AIM OF THE EXERCISE:
Using the entries below, output exactly the line containing "Could you point at the concrete sidewalk" and all lines that follow it to the end.

RECORDS FOR THIS EXERCISE:

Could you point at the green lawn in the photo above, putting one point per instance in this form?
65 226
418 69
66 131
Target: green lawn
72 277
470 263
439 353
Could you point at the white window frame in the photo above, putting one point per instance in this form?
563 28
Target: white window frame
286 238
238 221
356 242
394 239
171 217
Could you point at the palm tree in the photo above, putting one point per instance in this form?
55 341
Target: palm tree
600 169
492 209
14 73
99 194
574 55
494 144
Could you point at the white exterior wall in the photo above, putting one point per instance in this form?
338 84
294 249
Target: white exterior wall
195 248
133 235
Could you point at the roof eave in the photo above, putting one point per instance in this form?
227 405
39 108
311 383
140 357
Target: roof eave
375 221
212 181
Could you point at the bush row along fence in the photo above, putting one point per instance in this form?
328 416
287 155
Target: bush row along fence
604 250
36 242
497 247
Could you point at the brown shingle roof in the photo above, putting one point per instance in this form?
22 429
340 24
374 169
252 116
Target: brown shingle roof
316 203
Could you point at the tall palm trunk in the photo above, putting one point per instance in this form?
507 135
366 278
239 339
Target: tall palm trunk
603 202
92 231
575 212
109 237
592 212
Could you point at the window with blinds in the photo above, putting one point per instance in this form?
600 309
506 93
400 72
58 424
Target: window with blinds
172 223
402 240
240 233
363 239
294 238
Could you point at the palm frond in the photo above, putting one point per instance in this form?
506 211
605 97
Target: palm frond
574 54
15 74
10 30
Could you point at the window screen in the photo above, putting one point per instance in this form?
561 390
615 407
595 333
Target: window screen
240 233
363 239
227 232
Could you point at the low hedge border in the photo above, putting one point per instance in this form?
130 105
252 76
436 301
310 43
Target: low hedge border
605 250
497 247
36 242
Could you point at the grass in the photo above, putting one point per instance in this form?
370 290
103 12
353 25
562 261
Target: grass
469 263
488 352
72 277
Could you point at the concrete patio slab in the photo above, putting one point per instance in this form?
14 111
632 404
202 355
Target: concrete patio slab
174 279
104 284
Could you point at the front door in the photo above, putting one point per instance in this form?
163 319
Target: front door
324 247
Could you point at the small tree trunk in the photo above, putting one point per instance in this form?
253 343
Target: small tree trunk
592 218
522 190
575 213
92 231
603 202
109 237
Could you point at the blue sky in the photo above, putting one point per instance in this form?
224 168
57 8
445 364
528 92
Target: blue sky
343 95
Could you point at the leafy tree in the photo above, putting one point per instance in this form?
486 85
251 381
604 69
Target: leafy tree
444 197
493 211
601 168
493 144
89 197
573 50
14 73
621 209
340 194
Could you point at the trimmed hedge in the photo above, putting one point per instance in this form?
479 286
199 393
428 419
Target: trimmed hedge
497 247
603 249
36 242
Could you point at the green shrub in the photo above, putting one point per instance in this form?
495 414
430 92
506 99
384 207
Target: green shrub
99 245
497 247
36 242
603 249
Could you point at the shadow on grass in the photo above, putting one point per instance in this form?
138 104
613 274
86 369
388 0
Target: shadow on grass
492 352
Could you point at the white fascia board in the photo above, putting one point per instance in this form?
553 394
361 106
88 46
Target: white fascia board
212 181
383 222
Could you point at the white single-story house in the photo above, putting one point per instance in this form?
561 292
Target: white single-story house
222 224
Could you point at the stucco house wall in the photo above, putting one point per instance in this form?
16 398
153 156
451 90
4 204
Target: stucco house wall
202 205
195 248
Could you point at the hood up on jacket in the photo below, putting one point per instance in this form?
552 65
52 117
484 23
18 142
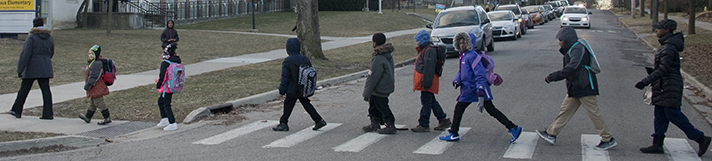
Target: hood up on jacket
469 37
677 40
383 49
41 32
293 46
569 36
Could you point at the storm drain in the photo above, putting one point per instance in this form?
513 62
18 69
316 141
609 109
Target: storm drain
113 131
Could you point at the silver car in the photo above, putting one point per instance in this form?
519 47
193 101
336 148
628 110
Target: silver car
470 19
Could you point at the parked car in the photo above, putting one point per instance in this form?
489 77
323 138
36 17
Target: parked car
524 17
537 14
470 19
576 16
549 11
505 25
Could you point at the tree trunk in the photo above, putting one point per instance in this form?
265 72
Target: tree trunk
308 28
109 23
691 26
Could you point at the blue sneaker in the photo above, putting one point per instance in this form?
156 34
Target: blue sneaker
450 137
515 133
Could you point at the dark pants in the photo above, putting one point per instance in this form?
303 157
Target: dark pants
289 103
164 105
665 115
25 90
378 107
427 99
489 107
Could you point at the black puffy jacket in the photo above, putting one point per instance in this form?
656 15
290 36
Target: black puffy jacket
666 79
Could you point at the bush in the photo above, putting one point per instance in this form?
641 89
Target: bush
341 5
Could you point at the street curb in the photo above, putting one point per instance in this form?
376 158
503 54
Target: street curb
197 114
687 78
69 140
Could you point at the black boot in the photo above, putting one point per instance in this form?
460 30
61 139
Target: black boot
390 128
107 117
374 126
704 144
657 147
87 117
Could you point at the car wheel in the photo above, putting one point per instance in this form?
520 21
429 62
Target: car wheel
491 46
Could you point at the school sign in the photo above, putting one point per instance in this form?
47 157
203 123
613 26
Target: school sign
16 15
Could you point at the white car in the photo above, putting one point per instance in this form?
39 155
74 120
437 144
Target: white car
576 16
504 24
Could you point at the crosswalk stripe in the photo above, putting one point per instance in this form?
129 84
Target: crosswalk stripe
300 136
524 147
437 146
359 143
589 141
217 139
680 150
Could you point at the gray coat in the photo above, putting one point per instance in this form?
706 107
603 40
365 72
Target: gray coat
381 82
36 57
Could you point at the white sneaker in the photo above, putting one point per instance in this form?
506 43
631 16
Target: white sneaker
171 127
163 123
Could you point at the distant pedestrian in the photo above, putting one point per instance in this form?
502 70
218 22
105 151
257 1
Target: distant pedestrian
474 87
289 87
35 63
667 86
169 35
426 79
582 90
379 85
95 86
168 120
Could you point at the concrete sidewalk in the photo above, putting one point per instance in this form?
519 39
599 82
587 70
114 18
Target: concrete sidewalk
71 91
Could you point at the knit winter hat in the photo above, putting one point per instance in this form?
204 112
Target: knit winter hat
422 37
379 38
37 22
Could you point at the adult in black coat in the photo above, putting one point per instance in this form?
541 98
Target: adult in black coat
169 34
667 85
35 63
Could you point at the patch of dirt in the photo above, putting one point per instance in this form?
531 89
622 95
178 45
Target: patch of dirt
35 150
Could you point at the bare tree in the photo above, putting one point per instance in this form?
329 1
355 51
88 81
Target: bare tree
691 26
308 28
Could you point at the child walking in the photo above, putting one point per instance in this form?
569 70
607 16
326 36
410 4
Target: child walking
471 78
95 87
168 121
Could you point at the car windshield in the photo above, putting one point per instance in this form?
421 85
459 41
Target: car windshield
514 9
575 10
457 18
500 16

REPLY:
Could you point at the concrete sidewalk in the photo above, putting one point per instance in this form?
519 39
599 82
587 70
114 18
Target: concrete sidewalk
71 91
Could you point at the knit winter hat in the photo above, putting one point per instance in this form?
204 112
Target: knit winter hat
422 37
379 38
37 22
Could you point at the adult in black coat in the photo above, putting one point per instance in this form?
541 98
Target: adult in black coat
169 34
667 85
35 63
Could you point at the patch of dirt in the photo above, putting one point per instance in this form?
531 89
622 95
178 45
Target: patch of dirt
35 150
Could you point at the bare tree in the photo above, putting one point per instance in this form?
329 1
355 51
88 81
Target: bare tree
691 26
308 28
Could you point at the child walking in the photo above, putting one point per instance in this form?
569 70
607 16
326 36
410 4
Target: child walking
471 78
95 87
168 121
Could you point at the car windshield in the photo above, putting one point per instance in this form?
421 85
459 41
Target: car windshield
514 9
575 10
457 18
500 16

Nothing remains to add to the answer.